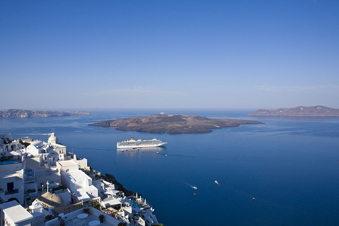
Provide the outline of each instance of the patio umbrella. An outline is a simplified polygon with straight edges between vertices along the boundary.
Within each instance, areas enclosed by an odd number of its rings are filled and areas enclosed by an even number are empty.
[[[6,155],[5,155],[5,156],[18,156],[20,154],[16,151],[12,151],[11,152],[8,152],[8,153],[6,153]]]

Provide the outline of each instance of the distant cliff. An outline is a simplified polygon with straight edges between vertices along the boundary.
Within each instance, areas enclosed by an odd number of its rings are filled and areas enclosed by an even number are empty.
[[[101,122],[88,125],[114,127],[118,130],[135,130],[170,134],[212,132],[212,129],[239,126],[240,124],[264,124],[257,121],[226,119],[211,119],[194,115],[154,115]]]
[[[291,108],[271,110],[259,109],[247,116],[339,116],[339,109],[325,106],[299,106]]]
[[[51,117],[71,115],[88,115],[86,111],[32,111],[29,110],[6,109],[0,110],[0,118],[29,118],[30,117]]]

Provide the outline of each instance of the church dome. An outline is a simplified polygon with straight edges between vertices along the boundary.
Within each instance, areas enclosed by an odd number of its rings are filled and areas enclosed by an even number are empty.
[[[40,201],[48,207],[59,207],[66,206],[66,202],[58,194],[46,192],[38,197],[35,201]]]
[[[51,134],[51,137],[50,137],[48,138],[48,141],[49,143],[51,143],[51,141],[58,141],[58,138],[55,136],[55,133],[54,132],[52,132]],[[53,142],[53,143],[55,143],[55,142]]]

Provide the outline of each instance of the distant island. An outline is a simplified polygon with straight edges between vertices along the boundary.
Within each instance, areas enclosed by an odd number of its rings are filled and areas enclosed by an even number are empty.
[[[291,108],[271,110],[259,109],[245,115],[255,116],[339,116],[339,109],[320,105],[311,107],[299,106]]]
[[[31,117],[51,117],[71,115],[89,115],[86,111],[33,111],[29,110],[6,109],[0,110],[0,118],[29,118]]]
[[[208,132],[212,132],[212,129],[239,126],[240,124],[264,124],[247,120],[211,119],[185,115],[162,114],[109,120],[88,125],[113,127],[118,130],[135,130],[139,132],[177,134]]]

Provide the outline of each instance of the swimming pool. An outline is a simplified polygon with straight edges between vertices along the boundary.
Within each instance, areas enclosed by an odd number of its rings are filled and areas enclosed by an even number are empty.
[[[142,208],[142,207],[138,204],[138,203],[134,200],[132,200],[133,203],[132,204],[132,206],[135,206],[138,208]]]

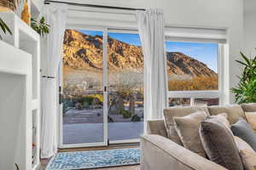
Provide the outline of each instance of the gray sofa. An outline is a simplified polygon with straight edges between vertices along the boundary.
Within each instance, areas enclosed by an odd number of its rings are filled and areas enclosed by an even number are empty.
[[[244,112],[256,111],[256,104],[206,109],[209,115],[225,112],[229,121],[235,123],[239,117],[245,118]],[[196,107],[168,108],[165,114],[183,116],[189,110],[195,110]],[[168,139],[164,120],[148,121],[148,126],[150,133],[141,139],[141,170],[227,170]]]

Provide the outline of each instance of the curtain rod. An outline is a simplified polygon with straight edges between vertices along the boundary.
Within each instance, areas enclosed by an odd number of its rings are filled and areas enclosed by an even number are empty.
[[[125,8],[125,7],[114,7],[114,6],[105,6],[105,5],[93,5],[93,4],[84,4],[84,3],[76,3],[69,2],[60,2],[60,1],[52,1],[45,0],[44,4],[49,4],[50,3],[65,3],[73,6],[81,6],[81,7],[91,7],[91,8],[112,8],[112,9],[121,9],[121,10],[146,10],[145,8]]]

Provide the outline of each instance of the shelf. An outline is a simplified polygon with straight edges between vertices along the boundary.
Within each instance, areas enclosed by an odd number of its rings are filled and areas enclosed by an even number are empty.
[[[26,169],[30,148],[32,56],[0,41],[0,169]],[[7,133],[8,132],[8,133]]]
[[[32,55],[32,99],[38,97],[40,72],[40,37],[14,13],[0,13],[13,36],[3,35],[3,41]]]
[[[13,169],[15,163],[20,170],[39,169],[40,37],[14,13],[0,12],[0,17],[13,32],[0,41],[0,139],[9,141],[0,140],[0,169]]]

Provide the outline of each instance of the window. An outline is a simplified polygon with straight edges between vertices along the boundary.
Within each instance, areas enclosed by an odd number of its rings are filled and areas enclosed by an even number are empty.
[[[166,42],[169,106],[218,105],[218,46]]]
[[[67,29],[61,68],[61,147],[139,141],[143,55],[137,31]]]

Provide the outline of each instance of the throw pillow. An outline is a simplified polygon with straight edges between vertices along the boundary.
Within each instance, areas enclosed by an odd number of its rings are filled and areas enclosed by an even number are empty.
[[[170,107],[164,110],[165,122],[166,127],[167,137],[172,141],[183,145],[183,143],[177,133],[177,130],[174,127],[173,117],[174,116],[185,116],[191,115],[196,111],[205,111],[209,115],[207,107],[201,106],[186,106],[186,107]]]
[[[245,112],[246,117],[253,129],[256,130],[256,112]]]
[[[231,126],[231,130],[235,136],[237,136],[246,141],[255,151],[256,150],[256,134],[253,129],[244,119],[239,121]]]
[[[198,111],[183,117],[173,117],[174,126],[185,148],[206,157],[206,153],[200,140],[199,128],[207,117],[205,111]]]
[[[227,169],[243,170],[233,135],[225,125],[212,116],[202,121],[200,137],[208,158]]]
[[[234,139],[239,151],[241,150],[248,150],[254,151],[253,148],[241,138],[238,138],[237,136],[234,136]]]
[[[253,150],[241,150],[240,155],[243,162],[245,170],[256,169],[256,153]]]

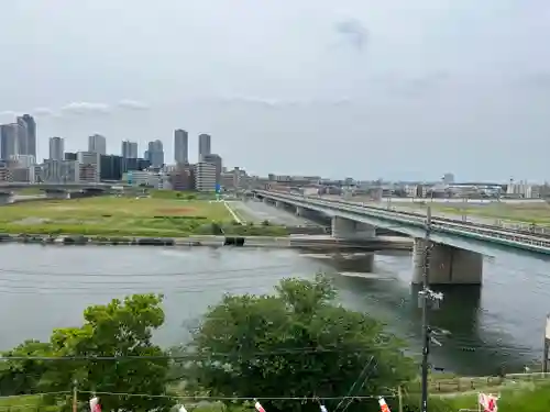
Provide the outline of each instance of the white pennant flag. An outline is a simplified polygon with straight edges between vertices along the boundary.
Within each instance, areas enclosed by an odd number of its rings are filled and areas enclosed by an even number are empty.
[[[498,398],[499,397],[495,397],[493,394],[480,393],[477,402],[483,408],[484,412],[497,412],[498,407],[496,405],[496,402],[498,401]]]
[[[378,398],[378,403],[382,412],[392,412],[386,403],[386,400],[383,397]]]
[[[97,397],[90,399],[90,412],[101,412],[101,405]]]

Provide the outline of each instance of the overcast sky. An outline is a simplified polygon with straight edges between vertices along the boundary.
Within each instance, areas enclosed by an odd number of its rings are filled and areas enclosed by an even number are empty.
[[[12,0],[0,122],[326,177],[543,180],[549,0]]]

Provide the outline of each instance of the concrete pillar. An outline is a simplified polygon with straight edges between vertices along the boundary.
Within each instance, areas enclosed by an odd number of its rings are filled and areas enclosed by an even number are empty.
[[[331,235],[338,238],[350,238],[355,230],[355,222],[340,216],[332,216]]]
[[[0,205],[11,203],[11,193],[0,193]]]
[[[376,236],[375,227],[367,223],[355,222],[340,216],[333,216],[331,223],[332,237],[361,240]]]
[[[458,247],[431,244],[428,280],[430,285],[481,285],[483,255]],[[413,283],[421,283],[426,241],[415,238],[413,252]]]
[[[355,222],[355,236],[361,238],[369,238],[376,236],[376,229],[369,223]]]

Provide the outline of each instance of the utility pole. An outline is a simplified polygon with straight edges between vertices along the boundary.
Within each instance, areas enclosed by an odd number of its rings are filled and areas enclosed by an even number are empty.
[[[431,235],[431,207],[428,207],[427,218],[426,218],[426,235],[425,242],[425,256],[424,256],[424,274],[422,274],[422,290],[419,294],[419,303],[422,309],[422,372],[421,372],[421,385],[422,385],[422,403],[420,405],[421,412],[428,412],[428,372],[429,372],[429,354],[430,354],[430,341],[431,341],[431,327],[428,320],[428,311],[430,310],[431,302],[435,302],[435,307],[439,305],[439,301],[443,299],[441,293],[436,293],[430,290],[429,275],[430,275],[430,252],[432,244],[430,241]]]
[[[73,381],[73,412],[78,412],[78,391],[77,391],[77,381],[76,379]]]
[[[547,316],[547,324],[544,327],[544,350],[542,357],[542,372],[548,374],[548,366],[550,364],[550,314]]]

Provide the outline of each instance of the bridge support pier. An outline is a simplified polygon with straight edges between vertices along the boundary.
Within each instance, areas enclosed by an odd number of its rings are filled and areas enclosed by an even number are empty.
***
• Given request: Retype the records exactly, everything from the line containing "Provide the outline of each instance of the gray" down to the line containing "[[[67,29],[61,68],[61,147],[139,141],[143,55],[137,31]]]", including both of those lines.

• Exercise result:
Provide the outline of each instance of the gray sofa. An outline is a simplified polygon with straight edges between vertices along the boundary.
Within each instance, areas enclosed by an odd number of its rings are filled and areas enclosed by an even number are empty.
[[[244,112],[256,111],[256,104],[206,109],[209,115],[225,112],[229,121],[235,123],[239,117],[245,118]],[[196,107],[168,108],[165,114],[183,116],[189,110],[195,110]],[[168,139],[164,120],[148,121],[148,126],[150,133],[141,139],[141,170],[227,170]]]

Provide the outline of each instance of the curtain rod. An outline is a simplified polygon with straight edges between vertices along the boundary.
Within each instance, areas enclosed by an odd number of its rings are filled and areas enclosed by an even number are empty.
[[[125,8],[125,7],[114,7],[114,6],[105,6],[105,5],[93,5],[93,4],[84,4],[84,3],[76,3],[69,2],[60,2],[60,1],[52,1],[45,0],[44,4],[49,4],[50,3],[65,3],[73,6],[81,6],[81,7],[91,7],[91,8],[112,8],[112,9],[121,9],[121,10],[146,10],[145,8]]]

Provide the outline of each instance of the shelf. An outline is a simplified polygon with straight edges between vertices along the boundary.
Within each instance, areas enclosed by an odd number of its rings are filled and areas enclosed by an even number are empty.
[[[26,169],[30,148],[32,56],[0,41],[0,169]],[[7,133],[8,132],[8,133]]]
[[[32,55],[32,99],[38,97],[40,72],[40,37],[14,13],[0,13],[13,36],[3,35],[3,41]]]
[[[13,169],[15,163],[20,170],[39,169],[40,37],[14,13],[0,12],[0,17],[13,32],[0,41],[0,139],[9,141],[0,140],[0,169]]]

Provide the outline of each instance of the window. An outline is a simplified polygon with straight edges between vertices along the boundary.
Within each instance, areas enclosed by an odd number of its rings are filled and areas enclosed by an even number are empty.
[[[166,42],[169,106],[218,105],[218,46]]]
[[[67,29],[61,68],[61,147],[139,141],[143,55],[137,31]]]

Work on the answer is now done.